__What needs to be done__:
Show every line of the material that follows in which the word "hand" occurs.

__Given information__:
===============

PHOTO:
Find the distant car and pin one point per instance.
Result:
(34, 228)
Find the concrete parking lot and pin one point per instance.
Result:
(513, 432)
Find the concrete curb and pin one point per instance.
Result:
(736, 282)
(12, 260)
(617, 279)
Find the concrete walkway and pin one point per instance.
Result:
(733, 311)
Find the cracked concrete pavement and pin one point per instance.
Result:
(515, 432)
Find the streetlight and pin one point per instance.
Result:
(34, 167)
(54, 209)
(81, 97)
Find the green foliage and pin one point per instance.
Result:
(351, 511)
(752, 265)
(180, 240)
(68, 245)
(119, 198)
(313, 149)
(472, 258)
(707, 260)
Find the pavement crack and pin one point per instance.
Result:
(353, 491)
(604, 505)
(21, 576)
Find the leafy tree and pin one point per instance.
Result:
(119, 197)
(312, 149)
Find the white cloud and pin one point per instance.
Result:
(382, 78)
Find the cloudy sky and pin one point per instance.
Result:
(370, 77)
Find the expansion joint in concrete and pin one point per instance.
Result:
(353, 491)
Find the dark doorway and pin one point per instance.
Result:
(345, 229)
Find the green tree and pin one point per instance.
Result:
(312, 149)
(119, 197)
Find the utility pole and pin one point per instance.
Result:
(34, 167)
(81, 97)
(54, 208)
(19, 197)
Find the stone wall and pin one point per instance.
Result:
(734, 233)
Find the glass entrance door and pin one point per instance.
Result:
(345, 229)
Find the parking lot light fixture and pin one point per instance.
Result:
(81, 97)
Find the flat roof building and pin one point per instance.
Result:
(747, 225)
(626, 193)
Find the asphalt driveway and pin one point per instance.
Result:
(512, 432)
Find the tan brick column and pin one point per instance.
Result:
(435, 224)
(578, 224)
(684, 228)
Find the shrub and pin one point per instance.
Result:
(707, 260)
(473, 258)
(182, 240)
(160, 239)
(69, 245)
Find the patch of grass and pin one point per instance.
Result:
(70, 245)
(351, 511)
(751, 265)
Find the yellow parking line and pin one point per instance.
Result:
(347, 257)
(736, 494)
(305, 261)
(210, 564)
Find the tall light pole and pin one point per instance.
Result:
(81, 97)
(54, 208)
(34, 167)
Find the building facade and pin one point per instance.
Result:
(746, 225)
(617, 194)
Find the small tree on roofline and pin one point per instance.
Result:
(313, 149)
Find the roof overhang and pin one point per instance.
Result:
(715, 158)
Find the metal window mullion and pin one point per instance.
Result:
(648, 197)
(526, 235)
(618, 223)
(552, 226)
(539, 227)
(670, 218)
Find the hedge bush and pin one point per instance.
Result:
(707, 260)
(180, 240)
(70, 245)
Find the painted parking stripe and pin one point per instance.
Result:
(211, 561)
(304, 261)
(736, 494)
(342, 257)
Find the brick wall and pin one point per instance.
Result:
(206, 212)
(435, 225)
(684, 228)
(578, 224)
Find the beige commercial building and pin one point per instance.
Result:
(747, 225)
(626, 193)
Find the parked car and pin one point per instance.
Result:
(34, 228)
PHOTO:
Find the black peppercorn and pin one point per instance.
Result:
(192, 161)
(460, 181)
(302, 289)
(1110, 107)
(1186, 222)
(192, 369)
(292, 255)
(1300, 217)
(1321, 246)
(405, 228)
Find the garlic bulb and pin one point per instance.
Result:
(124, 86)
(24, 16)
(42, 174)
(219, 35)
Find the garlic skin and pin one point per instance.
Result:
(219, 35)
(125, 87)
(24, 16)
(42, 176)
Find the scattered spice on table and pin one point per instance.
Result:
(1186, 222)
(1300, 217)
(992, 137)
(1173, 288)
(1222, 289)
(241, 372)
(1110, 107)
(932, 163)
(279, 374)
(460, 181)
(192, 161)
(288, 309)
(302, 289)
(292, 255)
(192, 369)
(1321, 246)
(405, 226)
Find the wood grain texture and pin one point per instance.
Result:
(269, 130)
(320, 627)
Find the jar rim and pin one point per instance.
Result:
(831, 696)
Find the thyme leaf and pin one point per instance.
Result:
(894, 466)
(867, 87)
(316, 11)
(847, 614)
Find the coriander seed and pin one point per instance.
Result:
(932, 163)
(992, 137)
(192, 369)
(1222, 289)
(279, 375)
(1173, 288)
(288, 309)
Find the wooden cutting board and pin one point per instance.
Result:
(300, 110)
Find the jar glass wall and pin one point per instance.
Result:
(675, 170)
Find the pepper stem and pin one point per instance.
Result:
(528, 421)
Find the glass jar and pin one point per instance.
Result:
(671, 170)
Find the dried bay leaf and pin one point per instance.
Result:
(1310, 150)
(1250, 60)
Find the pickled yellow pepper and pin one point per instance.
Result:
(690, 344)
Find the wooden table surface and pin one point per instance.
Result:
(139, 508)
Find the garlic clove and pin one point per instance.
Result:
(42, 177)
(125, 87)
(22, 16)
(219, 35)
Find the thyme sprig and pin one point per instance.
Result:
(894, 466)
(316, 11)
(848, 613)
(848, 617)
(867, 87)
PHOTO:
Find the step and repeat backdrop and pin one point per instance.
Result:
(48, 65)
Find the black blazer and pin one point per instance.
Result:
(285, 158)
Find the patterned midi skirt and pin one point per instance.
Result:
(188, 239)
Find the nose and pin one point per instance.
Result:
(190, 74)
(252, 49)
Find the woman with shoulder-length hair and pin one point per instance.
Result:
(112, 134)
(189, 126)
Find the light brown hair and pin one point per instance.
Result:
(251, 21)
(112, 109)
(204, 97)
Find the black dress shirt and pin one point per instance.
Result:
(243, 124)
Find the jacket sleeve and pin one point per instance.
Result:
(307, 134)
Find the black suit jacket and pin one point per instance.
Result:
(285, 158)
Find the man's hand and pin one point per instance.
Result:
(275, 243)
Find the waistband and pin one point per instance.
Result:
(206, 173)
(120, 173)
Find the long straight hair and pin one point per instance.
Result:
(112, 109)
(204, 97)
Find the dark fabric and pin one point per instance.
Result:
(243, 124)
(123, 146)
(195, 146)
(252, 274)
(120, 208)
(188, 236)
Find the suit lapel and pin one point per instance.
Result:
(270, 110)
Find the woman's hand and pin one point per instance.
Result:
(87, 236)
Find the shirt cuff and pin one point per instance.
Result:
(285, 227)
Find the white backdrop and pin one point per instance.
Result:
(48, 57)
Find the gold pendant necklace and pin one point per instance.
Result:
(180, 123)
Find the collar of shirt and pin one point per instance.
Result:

===============

__Exercise result__:
Find the man's hand and pin one point per instance.
Find the woman's hand and pin one point per instance.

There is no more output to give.